(begin)

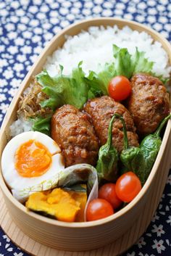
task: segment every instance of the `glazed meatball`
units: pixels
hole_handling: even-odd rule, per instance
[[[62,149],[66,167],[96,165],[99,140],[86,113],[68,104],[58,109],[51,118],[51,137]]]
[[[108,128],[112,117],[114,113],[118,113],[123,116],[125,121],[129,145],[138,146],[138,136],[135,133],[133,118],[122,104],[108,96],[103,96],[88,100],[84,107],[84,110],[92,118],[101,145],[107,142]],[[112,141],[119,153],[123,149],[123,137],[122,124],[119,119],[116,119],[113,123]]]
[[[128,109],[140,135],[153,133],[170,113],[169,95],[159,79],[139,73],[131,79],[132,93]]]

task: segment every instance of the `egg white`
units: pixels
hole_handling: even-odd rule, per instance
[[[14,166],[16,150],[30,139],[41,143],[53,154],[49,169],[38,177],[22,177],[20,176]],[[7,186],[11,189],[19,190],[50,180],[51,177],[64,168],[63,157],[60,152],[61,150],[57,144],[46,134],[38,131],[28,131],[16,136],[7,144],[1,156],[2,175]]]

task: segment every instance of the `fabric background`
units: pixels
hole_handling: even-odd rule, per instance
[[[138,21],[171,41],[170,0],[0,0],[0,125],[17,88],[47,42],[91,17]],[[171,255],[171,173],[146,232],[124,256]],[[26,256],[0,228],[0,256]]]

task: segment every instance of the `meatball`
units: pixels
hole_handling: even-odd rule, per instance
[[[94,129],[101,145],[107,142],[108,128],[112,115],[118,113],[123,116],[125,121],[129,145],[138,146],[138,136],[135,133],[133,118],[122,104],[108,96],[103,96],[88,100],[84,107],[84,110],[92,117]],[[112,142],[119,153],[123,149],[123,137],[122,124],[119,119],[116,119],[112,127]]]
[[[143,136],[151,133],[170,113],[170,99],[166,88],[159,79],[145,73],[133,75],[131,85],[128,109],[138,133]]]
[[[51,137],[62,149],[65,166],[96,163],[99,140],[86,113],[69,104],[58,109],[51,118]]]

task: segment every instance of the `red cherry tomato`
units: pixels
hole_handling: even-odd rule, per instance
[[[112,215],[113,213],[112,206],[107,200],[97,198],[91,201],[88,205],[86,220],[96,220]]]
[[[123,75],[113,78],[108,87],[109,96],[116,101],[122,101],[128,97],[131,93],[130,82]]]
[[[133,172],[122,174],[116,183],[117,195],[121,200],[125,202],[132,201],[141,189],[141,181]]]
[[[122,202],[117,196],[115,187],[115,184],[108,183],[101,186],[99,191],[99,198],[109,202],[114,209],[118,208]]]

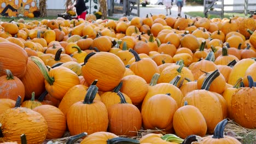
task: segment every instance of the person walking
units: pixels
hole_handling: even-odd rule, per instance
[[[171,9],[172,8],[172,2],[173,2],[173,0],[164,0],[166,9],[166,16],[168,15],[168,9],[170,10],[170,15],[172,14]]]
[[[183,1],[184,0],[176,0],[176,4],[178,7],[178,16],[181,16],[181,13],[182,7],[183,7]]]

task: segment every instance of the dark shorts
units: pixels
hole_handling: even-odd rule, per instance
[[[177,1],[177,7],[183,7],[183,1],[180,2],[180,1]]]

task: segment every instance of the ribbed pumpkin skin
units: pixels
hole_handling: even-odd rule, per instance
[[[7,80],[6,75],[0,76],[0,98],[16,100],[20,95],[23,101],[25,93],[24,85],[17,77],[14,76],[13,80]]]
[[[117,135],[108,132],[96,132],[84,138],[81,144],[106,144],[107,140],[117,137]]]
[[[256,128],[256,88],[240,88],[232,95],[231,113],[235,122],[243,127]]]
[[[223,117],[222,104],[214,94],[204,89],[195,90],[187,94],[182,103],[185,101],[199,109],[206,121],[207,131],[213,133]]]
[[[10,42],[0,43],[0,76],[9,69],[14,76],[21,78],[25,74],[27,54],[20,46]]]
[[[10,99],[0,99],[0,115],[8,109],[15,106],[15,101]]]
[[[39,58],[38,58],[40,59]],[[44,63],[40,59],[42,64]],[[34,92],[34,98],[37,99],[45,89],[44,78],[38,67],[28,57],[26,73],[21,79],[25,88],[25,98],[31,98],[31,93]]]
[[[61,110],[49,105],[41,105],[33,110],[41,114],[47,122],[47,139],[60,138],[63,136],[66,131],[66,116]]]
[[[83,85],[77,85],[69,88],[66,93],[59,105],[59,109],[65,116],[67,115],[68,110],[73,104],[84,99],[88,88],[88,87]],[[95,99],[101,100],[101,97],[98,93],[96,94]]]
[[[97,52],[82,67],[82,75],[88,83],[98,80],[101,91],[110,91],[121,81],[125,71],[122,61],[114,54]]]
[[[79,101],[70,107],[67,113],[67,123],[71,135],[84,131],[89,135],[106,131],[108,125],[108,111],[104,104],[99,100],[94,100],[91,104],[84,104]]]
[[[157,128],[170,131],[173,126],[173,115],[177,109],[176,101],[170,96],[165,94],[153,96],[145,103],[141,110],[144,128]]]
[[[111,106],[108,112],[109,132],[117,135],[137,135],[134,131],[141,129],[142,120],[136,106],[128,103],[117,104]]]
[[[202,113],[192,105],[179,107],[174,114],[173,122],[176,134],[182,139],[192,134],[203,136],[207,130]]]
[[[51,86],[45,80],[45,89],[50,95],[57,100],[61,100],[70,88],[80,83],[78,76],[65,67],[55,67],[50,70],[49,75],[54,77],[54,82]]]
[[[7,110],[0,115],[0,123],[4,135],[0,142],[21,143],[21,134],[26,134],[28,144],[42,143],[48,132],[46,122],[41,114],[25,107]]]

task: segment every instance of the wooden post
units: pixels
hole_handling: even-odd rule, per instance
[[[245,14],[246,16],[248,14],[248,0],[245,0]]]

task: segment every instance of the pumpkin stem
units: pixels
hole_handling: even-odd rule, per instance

(end)
(begin)

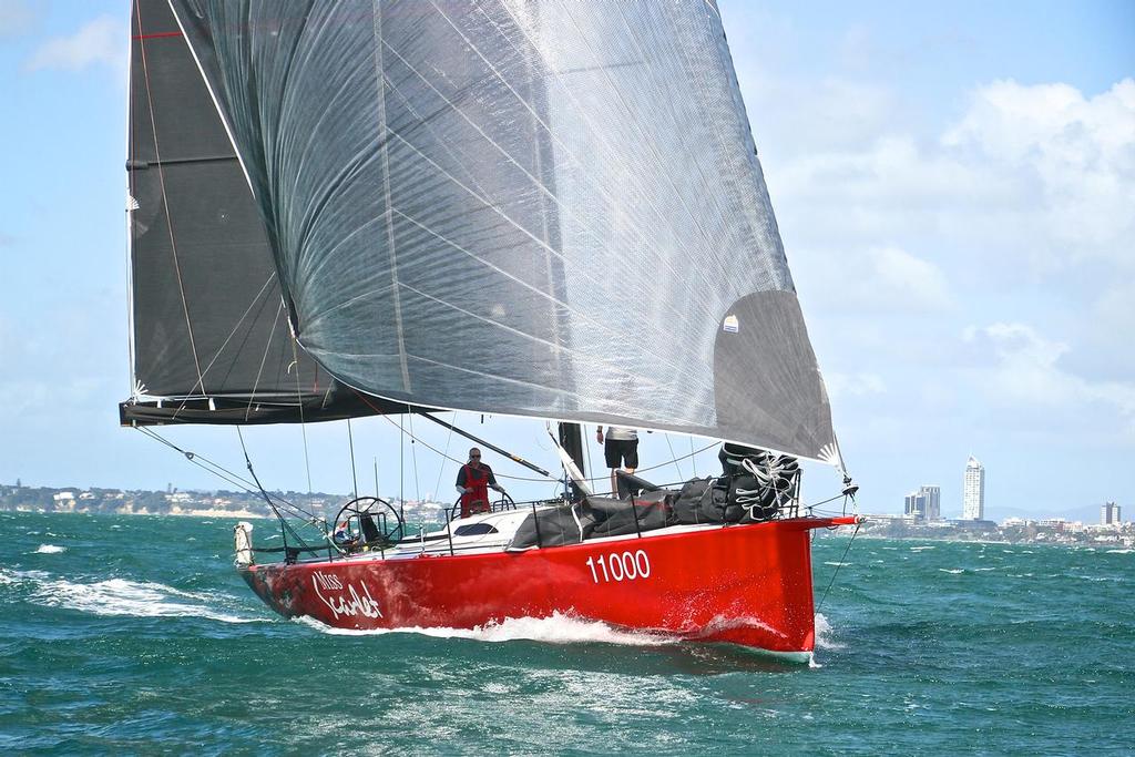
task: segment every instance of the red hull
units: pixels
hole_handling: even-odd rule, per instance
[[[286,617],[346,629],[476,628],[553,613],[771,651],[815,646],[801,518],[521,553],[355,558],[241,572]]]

(end)

Copy out the lines of the records above unchanged, starting with the line that contains "task: segment every instance of the person" and continuing through the line that contains "[[[177,1],[177,7],[183,7],[183,1],[180,2],[180,1]]]".

Exercise response
task: segment every instance of the person walking
units: pixels
hole_handling: even-odd rule, per instance
[[[171,9],[172,8],[172,2],[173,2],[173,0],[164,0],[166,9],[166,16],[168,15],[168,9],[170,10],[170,15],[172,14]]]
[[[183,1],[184,0],[176,0],[176,4],[178,7],[178,16],[181,16],[181,13],[182,7],[183,7]]]

task: segment every instance of the dark shorts
units: pixels
hole_handling: even-odd rule, per instance
[[[177,1],[177,7],[183,7],[183,1],[180,2],[180,1]]]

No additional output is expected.